| Exercise details |
Reproduce verbatim only the line that holds "Where can the tree branch" and the lines that follow it to the end of the listing.

==== Record set ====

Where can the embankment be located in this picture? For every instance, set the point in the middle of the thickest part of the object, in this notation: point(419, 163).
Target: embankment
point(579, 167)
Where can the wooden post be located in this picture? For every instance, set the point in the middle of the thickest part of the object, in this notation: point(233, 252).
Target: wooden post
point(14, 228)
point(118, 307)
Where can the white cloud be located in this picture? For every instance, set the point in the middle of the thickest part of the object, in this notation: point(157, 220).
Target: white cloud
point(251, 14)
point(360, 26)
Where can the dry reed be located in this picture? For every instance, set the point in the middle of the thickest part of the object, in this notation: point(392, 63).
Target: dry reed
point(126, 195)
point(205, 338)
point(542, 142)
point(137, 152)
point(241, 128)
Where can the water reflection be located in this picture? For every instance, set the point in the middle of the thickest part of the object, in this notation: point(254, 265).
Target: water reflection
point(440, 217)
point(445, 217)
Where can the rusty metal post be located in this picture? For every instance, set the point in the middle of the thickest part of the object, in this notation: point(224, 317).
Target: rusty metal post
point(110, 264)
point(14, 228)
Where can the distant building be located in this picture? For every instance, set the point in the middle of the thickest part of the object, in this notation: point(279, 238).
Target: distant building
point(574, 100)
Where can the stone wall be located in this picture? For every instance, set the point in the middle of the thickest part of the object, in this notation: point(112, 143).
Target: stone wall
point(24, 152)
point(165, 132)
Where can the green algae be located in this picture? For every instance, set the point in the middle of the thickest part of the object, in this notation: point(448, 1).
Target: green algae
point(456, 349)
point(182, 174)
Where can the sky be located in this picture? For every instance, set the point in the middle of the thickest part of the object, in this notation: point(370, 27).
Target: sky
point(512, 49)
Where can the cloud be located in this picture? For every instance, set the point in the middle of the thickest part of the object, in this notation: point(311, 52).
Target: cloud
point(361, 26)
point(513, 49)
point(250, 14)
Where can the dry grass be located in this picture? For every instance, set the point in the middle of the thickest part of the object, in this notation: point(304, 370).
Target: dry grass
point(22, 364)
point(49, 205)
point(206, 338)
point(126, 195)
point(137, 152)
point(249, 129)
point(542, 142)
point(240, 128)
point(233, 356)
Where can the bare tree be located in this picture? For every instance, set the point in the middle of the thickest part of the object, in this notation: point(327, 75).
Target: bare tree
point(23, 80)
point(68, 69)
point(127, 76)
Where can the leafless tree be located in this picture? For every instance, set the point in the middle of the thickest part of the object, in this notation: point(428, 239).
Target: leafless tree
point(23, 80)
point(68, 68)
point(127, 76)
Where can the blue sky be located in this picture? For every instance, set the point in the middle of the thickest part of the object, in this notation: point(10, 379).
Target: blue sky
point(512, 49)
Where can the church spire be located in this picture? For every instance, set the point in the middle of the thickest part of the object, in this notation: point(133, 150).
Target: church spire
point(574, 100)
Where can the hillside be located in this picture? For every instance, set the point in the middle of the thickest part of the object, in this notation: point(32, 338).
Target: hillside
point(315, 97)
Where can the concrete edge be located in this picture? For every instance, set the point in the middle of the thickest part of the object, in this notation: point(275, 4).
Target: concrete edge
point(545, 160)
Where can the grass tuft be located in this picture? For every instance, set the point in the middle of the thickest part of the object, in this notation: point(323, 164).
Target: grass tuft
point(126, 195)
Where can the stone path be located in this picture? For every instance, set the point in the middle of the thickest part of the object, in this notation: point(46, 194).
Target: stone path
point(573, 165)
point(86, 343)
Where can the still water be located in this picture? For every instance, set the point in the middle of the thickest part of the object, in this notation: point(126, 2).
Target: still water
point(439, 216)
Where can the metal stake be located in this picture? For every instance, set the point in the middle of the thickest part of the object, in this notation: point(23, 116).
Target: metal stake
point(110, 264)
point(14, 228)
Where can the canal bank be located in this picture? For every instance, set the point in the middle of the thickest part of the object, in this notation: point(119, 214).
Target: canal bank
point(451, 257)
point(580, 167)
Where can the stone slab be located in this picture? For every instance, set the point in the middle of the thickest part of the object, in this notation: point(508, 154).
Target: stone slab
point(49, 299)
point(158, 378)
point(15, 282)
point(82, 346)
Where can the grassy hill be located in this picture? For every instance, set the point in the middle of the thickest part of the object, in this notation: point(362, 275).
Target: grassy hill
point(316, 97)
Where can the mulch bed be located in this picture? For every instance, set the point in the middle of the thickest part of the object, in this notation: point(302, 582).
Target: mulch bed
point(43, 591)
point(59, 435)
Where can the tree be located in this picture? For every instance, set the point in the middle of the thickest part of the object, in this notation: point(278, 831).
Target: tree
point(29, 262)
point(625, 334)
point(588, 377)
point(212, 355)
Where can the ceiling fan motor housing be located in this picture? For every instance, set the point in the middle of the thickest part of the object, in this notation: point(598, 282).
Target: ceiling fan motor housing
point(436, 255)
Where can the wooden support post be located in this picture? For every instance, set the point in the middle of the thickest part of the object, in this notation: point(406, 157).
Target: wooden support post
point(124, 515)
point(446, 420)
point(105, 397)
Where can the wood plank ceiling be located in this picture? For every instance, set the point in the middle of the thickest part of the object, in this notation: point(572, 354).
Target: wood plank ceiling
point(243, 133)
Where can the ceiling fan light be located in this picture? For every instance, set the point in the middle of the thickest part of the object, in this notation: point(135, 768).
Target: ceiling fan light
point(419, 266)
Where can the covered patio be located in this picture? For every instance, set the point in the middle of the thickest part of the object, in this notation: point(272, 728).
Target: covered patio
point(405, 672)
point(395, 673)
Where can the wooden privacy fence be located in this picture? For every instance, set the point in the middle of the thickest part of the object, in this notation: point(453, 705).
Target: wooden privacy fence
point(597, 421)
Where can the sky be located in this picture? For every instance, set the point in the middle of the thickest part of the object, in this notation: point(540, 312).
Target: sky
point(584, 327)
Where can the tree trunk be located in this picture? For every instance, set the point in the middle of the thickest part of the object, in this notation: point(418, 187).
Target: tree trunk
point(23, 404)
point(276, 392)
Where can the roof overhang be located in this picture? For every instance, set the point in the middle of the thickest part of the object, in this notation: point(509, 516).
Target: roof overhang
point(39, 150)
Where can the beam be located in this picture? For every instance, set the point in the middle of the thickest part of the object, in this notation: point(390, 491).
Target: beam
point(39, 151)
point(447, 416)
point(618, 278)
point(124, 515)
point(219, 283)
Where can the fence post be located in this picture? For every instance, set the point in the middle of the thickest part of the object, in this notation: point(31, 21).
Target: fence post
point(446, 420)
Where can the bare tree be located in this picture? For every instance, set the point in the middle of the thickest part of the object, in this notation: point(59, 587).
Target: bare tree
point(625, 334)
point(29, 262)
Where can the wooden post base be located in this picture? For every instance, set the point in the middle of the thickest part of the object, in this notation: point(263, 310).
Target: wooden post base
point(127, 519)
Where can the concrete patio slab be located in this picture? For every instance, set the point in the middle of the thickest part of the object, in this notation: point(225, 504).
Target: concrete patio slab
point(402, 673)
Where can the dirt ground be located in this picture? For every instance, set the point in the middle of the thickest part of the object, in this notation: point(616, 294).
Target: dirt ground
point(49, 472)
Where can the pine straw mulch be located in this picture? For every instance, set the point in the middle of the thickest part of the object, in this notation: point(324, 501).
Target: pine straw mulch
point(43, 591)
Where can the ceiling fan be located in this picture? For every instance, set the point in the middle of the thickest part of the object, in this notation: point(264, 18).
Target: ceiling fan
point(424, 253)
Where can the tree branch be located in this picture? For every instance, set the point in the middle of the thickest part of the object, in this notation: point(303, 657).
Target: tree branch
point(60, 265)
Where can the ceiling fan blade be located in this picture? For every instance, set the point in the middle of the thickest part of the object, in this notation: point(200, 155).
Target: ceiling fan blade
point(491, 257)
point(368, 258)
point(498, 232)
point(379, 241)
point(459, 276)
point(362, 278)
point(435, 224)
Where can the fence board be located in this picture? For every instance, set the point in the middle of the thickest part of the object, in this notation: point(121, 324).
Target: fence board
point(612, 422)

====

| Expected answer |
Where can the tree branch be located in this picture? For every instance, set the point in the middle of the thickest part of the object, in this notation: point(303, 657).
Target: tree branch
point(60, 265)
Where can the ceiling fan blade be located in this picture? For every instance, set the point in the middle of the thickest part of the object, in this notation: point(200, 155).
Target: ceiling fan blade
point(491, 257)
point(368, 258)
point(498, 232)
point(379, 241)
point(459, 276)
point(362, 278)
point(435, 224)
Where can the fence board be located in this picture? For every instance, set the point in the middle of the thickest part of the object, in this notation: point(121, 324).
Target: fence board
point(612, 422)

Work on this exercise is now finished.